**WHAT THE TASK ASKS:** In the post on system reliability, rewrite the passage from "I’ve also adjusted" up to and including "lost, as well.", changing "bean counter" to "accountant" throughout.

**PAGE TEXT:**
-.-.-
I wrote up a blurb on Slashdot today about my perspective on creating highly reliable, available, or fault-tolerant systems, and how you really need to choose which of the three you are going for in designing your compute environment.
I’ve also adjusted my opinion since I posted this. There are a couple more factors, which include initial expense and maintenance cost, that need to be factored in. They are normally the domain of the bean counter, but it’s important that the admin/systems architect be aware of what tradeoffs he is willing to make in order to bring those costs down, and where the sacrifice of reliability, availability, or fault-tolerance needs to be made. And he also needs to appraise the bean counter of the importance of those factors that are being lost, as well.
Proper machine administration is a balance of: * reliability * availability * fault-tolerance
Reliability generally refers to the components of a piece of hardware not breaking very often. In our Compaq DL360 and DL380 rackmount units, reliability is a critical factor in their power supplies. The power supplies are simply crap. The fans die, the supplies blow up. It’s terrible.
Availability, on the other hand, even if you have components or a system that is not highly reliable, it can still be highly available. For instance, 1U chassis systems with dual power supplies, although the power supply reliability tends to be low, nevertheless tend to be available despite the low reliability.
Fault-Tolerance is how well the system handles unusual circumstances. A system may be highly available and reliable, but if it does not handle system faults well, you may have a problem. Fault-Tolerance really refers to how well the system handles unusual conditions.
Now, I realize the distinctions seem rather vague. That is intentionally so! But separating the question into three parts helps grant admins a better look at what the weak points are of a system.
I generally prefer 1U or 2U units to have a single, reliable power supply, rather than dual power supplies with lower reliability. Because of the higher reliability of their PS, they tend to also be available more. However, you have very poor fault tolerance in the power area with just a single power supply, so you’ll normally need redundant systems in order to have a fault-tolerant environment. If that is the case, availability may suffer, for when the first machine goes down in that rare situation that the highly reliable power supply dies, you have some cutover time to the secondary system.
-.-.-
**DATA LINES:**
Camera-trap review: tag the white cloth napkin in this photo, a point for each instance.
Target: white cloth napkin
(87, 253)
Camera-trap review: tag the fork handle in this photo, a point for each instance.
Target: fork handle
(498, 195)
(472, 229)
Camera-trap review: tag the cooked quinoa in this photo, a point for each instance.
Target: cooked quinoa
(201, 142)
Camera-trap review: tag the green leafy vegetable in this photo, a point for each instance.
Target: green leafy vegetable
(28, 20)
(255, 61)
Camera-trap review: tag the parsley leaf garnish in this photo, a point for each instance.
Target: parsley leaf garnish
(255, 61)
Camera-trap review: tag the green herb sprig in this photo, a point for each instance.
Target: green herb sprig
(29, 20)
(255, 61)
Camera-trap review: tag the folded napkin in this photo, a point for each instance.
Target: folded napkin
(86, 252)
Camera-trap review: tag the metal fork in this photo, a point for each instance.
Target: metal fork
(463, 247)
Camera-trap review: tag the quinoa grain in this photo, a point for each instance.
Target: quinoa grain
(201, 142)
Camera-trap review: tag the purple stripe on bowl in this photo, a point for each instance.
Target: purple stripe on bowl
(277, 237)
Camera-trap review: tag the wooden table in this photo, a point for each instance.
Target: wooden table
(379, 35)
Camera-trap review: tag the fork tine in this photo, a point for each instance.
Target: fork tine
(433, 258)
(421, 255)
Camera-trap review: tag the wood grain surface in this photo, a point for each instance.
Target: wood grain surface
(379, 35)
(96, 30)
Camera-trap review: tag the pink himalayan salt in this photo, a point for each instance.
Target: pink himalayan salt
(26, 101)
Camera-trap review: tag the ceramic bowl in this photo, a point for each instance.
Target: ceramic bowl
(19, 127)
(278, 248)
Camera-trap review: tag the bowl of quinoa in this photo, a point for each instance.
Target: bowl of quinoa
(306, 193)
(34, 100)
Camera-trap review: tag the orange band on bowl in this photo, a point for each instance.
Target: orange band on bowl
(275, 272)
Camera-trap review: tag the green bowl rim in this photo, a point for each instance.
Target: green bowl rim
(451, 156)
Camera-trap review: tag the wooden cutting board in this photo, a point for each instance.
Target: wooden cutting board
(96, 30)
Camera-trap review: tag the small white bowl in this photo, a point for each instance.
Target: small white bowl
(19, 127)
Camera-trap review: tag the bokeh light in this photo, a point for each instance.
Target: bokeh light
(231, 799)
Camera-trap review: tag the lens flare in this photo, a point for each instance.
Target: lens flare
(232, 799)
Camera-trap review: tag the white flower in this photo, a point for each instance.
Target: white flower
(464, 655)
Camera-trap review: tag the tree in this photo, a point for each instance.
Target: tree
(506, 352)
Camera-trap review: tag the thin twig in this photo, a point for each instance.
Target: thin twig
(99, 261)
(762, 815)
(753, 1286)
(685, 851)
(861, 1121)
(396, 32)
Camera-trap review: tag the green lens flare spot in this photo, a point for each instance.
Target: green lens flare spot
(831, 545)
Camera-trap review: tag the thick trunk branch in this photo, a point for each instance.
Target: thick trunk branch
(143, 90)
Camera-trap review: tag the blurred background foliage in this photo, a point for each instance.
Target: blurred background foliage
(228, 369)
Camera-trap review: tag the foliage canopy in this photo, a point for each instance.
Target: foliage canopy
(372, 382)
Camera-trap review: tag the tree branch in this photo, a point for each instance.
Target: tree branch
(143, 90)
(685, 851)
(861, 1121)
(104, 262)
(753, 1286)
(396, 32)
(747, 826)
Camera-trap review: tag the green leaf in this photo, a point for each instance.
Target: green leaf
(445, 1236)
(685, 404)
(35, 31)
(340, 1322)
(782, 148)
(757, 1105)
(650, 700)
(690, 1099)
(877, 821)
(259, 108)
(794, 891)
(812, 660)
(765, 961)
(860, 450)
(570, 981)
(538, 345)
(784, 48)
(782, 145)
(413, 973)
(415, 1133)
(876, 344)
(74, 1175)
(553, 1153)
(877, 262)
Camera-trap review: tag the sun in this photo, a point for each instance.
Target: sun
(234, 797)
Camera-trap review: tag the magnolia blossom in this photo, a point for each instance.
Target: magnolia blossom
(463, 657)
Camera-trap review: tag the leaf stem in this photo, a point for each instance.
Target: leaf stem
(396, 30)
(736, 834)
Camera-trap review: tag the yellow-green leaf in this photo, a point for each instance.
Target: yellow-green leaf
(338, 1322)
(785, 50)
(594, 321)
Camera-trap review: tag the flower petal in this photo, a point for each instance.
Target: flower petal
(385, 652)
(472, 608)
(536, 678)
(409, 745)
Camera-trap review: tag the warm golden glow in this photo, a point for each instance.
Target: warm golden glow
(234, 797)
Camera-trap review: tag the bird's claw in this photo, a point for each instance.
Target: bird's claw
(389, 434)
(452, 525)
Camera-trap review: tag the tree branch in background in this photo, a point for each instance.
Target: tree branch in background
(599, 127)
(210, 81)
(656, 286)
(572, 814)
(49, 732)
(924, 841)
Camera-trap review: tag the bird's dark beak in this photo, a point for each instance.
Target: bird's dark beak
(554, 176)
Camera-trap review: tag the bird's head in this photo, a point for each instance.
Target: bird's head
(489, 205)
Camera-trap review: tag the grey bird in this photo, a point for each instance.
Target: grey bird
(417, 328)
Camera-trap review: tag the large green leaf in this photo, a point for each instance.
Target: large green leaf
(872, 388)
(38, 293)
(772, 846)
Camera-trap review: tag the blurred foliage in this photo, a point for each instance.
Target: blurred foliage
-.-.-
**RESULT BELOW:**
I’ve also adjusted my opinion since I posted this. There are a couple more factors, which include initial expense and maintenance cost, that need to be factored in. They are normally the domain of the accountant, but it’s important that the admin/systems architect be aware of what tradeoffs he is willing to make in order to bring those costs down, and where the sacrifice of reliability, availability, or fault-tolerance needs to be made. And he also needs to appraise the accountant of the importance of those factors that are being lost, as well.